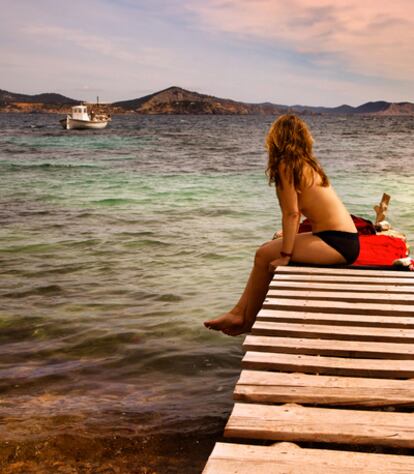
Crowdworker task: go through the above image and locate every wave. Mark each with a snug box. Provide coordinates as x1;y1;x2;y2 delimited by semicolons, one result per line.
92;198;139;206
116;231;155;237
155;294;183;302
199;252;227;260
2;284;64;298
198;208;249;217
2;242;59;253
123;238;171;248
1;162;99;171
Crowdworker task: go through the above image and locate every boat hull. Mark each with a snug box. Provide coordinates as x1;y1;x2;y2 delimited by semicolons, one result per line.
60;117;109;130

■ Task instructions ■
Write out all the records again, exactly, minus any pictures.

■ Response ■
Crowdworker task: go through the above image and locate every wave. Mark each with a snug box. Provide coordinates as x1;y1;x2;y2 delimited by semicolons, one result per line.
92;198;139;206
116;231;155;237
155;294;183;302
199;252;227;260
2;284;64;298
198;208;249;217
2;242;59;253
123;238;171;248
1;162;99;171
Crowdworker task: go through the above image and locate every boat hull. Mark each with a snug box. Provide coordinates as x1;y1;x2;y2 delimited by semicolons, one result per line.
60;117;109;130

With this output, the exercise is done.